» **Set problem**
Give the material once more, word for word, without any images.

▽

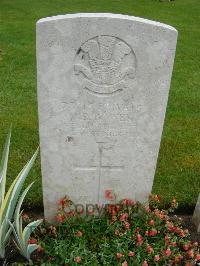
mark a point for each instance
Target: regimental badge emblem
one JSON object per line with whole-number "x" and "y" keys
{"x": 104, "y": 65}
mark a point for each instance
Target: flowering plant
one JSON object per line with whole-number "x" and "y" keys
{"x": 125, "y": 233}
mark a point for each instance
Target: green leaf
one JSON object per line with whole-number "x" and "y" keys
{"x": 18, "y": 186}
{"x": 3, "y": 167}
{"x": 30, "y": 228}
{"x": 30, "y": 249}
{"x": 17, "y": 210}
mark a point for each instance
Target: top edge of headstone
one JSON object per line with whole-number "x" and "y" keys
{"x": 106, "y": 15}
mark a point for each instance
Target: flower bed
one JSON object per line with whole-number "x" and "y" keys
{"x": 124, "y": 233}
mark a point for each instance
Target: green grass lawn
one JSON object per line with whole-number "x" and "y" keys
{"x": 178, "y": 169}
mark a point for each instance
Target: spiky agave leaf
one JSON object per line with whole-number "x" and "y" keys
{"x": 3, "y": 167}
{"x": 8, "y": 202}
{"x": 22, "y": 236}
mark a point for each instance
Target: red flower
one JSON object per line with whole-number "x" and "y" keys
{"x": 90, "y": 212}
{"x": 167, "y": 240}
{"x": 128, "y": 202}
{"x": 149, "y": 249}
{"x": 116, "y": 232}
{"x": 127, "y": 225}
{"x": 63, "y": 202}
{"x": 40, "y": 249}
{"x": 139, "y": 239}
{"x": 60, "y": 218}
{"x": 109, "y": 194}
{"x": 77, "y": 259}
{"x": 152, "y": 232}
{"x": 32, "y": 241}
{"x": 119, "y": 255}
{"x": 186, "y": 247}
{"x": 131, "y": 254}
{"x": 123, "y": 216}
{"x": 151, "y": 222}
{"x": 190, "y": 254}
{"x": 79, "y": 233}
{"x": 168, "y": 252}
{"x": 156, "y": 258}
{"x": 178, "y": 258}
{"x": 197, "y": 257}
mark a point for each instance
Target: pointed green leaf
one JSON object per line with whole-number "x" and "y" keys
{"x": 30, "y": 228}
{"x": 3, "y": 167}
{"x": 17, "y": 188}
{"x": 30, "y": 249}
{"x": 17, "y": 210}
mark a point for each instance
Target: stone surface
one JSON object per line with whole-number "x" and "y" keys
{"x": 103, "y": 83}
{"x": 196, "y": 215}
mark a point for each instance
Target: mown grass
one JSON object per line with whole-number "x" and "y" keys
{"x": 178, "y": 169}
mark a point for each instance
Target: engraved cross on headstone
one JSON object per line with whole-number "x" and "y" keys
{"x": 100, "y": 167}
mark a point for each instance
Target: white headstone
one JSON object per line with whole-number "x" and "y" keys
{"x": 103, "y": 83}
{"x": 196, "y": 215}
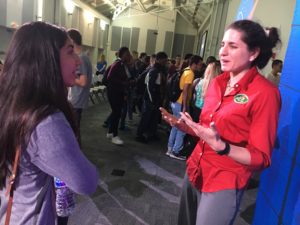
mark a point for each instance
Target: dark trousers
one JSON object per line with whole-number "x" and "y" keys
{"x": 195, "y": 114}
{"x": 149, "y": 119}
{"x": 62, "y": 220}
{"x": 116, "y": 101}
{"x": 78, "y": 113}
{"x": 124, "y": 114}
{"x": 208, "y": 208}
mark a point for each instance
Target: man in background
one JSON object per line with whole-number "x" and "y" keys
{"x": 79, "y": 94}
{"x": 274, "y": 75}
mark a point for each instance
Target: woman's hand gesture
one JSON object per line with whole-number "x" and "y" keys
{"x": 208, "y": 134}
{"x": 169, "y": 118}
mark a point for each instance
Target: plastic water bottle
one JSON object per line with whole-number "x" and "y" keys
{"x": 65, "y": 203}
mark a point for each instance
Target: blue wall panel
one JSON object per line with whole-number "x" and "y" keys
{"x": 264, "y": 214}
{"x": 292, "y": 196}
{"x": 278, "y": 201}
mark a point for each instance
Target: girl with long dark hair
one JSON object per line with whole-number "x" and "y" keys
{"x": 36, "y": 116}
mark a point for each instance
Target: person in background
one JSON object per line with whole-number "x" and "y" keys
{"x": 1, "y": 66}
{"x": 152, "y": 99}
{"x": 117, "y": 87}
{"x": 172, "y": 68}
{"x": 79, "y": 93}
{"x": 274, "y": 75}
{"x": 236, "y": 130}
{"x": 178, "y": 62}
{"x": 186, "y": 61}
{"x": 152, "y": 59}
{"x": 210, "y": 59}
{"x": 36, "y": 117}
{"x": 175, "y": 142}
{"x": 200, "y": 87}
{"x": 101, "y": 65}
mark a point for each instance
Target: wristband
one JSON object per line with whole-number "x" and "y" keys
{"x": 225, "y": 151}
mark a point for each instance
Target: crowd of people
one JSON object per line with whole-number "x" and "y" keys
{"x": 226, "y": 106}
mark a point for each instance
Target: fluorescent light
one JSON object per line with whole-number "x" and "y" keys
{"x": 40, "y": 4}
{"x": 69, "y": 6}
{"x": 102, "y": 24}
{"x": 89, "y": 16}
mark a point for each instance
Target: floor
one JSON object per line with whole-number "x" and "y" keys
{"x": 138, "y": 183}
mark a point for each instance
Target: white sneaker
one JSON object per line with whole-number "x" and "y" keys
{"x": 117, "y": 140}
{"x": 109, "y": 135}
{"x": 168, "y": 153}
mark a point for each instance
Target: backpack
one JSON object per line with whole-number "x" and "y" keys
{"x": 140, "y": 83}
{"x": 104, "y": 80}
{"x": 173, "y": 86}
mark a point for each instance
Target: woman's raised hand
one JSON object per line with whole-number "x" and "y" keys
{"x": 168, "y": 117}
{"x": 208, "y": 134}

△

» **Output of the exercise**
mark a point for each instance
Target: regimental badge emblem
one JSON object per line with whole-number "x" and "y" keys
{"x": 104, "y": 65}
mark a point for each instance
Target: flowering plant
one JSON object per line with whole-number "x" and "y" keys
{"x": 125, "y": 233}
mark a point for each instance
Target: green leaf
one JSON object per line with whole-number "x" and "y" keys
{"x": 18, "y": 186}
{"x": 3, "y": 167}
{"x": 30, "y": 228}
{"x": 30, "y": 249}
{"x": 17, "y": 210}
mark a point for each instance
Target: top edge of headstone
one JSON object per line with whole-number "x" and "y" keys
{"x": 106, "y": 15}
mark a point for each instance
Target: flower bed
one JSON object per line with whole-number "x" and "y" keys
{"x": 124, "y": 233}
mark a point for each instance
Target: green grass lawn
one JSON object per line with whole-number "x" and "y" keys
{"x": 178, "y": 169}
mark a point for each instance
Target: spiky agave leaf
one JSON object per line with whole-number "x" and "y" keys
{"x": 3, "y": 167}
{"x": 8, "y": 202}
{"x": 22, "y": 236}
mark a point for each instance
Target: red flower
one JSON object per line with whole-number "x" and "y" keys
{"x": 90, "y": 212}
{"x": 167, "y": 240}
{"x": 128, "y": 202}
{"x": 149, "y": 249}
{"x": 116, "y": 232}
{"x": 127, "y": 225}
{"x": 63, "y": 202}
{"x": 40, "y": 249}
{"x": 139, "y": 239}
{"x": 60, "y": 218}
{"x": 109, "y": 194}
{"x": 77, "y": 259}
{"x": 152, "y": 232}
{"x": 32, "y": 241}
{"x": 119, "y": 255}
{"x": 186, "y": 247}
{"x": 131, "y": 254}
{"x": 123, "y": 216}
{"x": 151, "y": 222}
{"x": 190, "y": 254}
{"x": 79, "y": 233}
{"x": 168, "y": 252}
{"x": 156, "y": 258}
{"x": 178, "y": 258}
{"x": 197, "y": 257}
mark a point for each instance
Target: pointed green leaf
one JSON object per line with whole-number "x" and "y" keys
{"x": 30, "y": 228}
{"x": 3, "y": 167}
{"x": 17, "y": 188}
{"x": 30, "y": 249}
{"x": 17, "y": 210}
mark a point for each instance
Target: stone surface
one JSON object per line with whole-number "x" and "y" keys
{"x": 103, "y": 83}
{"x": 196, "y": 215}
mark a point for each instance
Target: mown grass
one JSON object per line with whole-number "x" and "y" keys
{"x": 178, "y": 169}
mark a point for each instance
Target: engraved cross on headstone
one JSON object per line with whole-number "x" and "y" keys
{"x": 100, "y": 167}
mark a point for each instance
Target: white headstone
one JSON object per line with whole-number "x" and "y" keys
{"x": 103, "y": 83}
{"x": 196, "y": 215}
mark a point for each instance
Target: dark trousers
one JSON object per line with whole-number "x" and "y" keys
{"x": 195, "y": 114}
{"x": 149, "y": 119}
{"x": 62, "y": 220}
{"x": 116, "y": 101}
{"x": 78, "y": 113}
{"x": 124, "y": 114}
{"x": 208, "y": 208}
mark a point for each instance
Target: man in background
one JSON object per line with whole-number "x" and "y" keys
{"x": 79, "y": 94}
{"x": 274, "y": 75}
mark a point for each instance
Target: woman's hand gesture
one JSON object per line with whole-number "x" and "y" keys
{"x": 208, "y": 134}
{"x": 169, "y": 118}
mark a point for each instance
Target: plastic water bottle
one JSON object per line with whole-number "x" and "y" keys
{"x": 65, "y": 203}
mark a point for each instance
Target: blue wall panel
one JSON object per line with whole-number "x" and "y" keys
{"x": 264, "y": 214}
{"x": 292, "y": 196}
{"x": 278, "y": 201}
mark a point for each instance
Target: girl with long dark hair
one JSON object per line with whole-number "x" and "y" keys
{"x": 36, "y": 116}
mark a point for each instance
Target: person in background
one JSON object per line with whole-number "x" and "y" keys
{"x": 1, "y": 66}
{"x": 152, "y": 99}
{"x": 117, "y": 87}
{"x": 172, "y": 68}
{"x": 79, "y": 93}
{"x": 274, "y": 75}
{"x": 236, "y": 130}
{"x": 178, "y": 62}
{"x": 186, "y": 61}
{"x": 152, "y": 59}
{"x": 210, "y": 59}
{"x": 36, "y": 117}
{"x": 175, "y": 142}
{"x": 200, "y": 87}
{"x": 101, "y": 65}
mark a point for each instance
Target: wristband
one JSON object per line with whole-number "x" and "y" keys
{"x": 225, "y": 151}
mark a point for each instance
Target: crowd of people
one JSON object per line with whole-number "x" and "y" keys
{"x": 226, "y": 106}
mark a point for each instance
Target: fluorescent light
one JSON object per line with whole-number "x" and "y" keys
{"x": 40, "y": 4}
{"x": 69, "y": 6}
{"x": 102, "y": 24}
{"x": 89, "y": 16}
mark a point for each instance
Target: floor
one JSON object per line with whole-number "x" and "y" keys
{"x": 138, "y": 183}
mark a point for each instance
Target: white sneaker
one JSON object per line with whole-number "x" and "y" keys
{"x": 117, "y": 140}
{"x": 109, "y": 135}
{"x": 168, "y": 153}
mark a point for each instance
Target: backpack
one JSON object per line with whole-number "x" and "y" keys
{"x": 140, "y": 83}
{"x": 104, "y": 80}
{"x": 173, "y": 86}
mark a point for each instance
Target: woman's raised hand
one JSON object per line with whole-number "x" and "y" keys
{"x": 168, "y": 117}
{"x": 208, "y": 134}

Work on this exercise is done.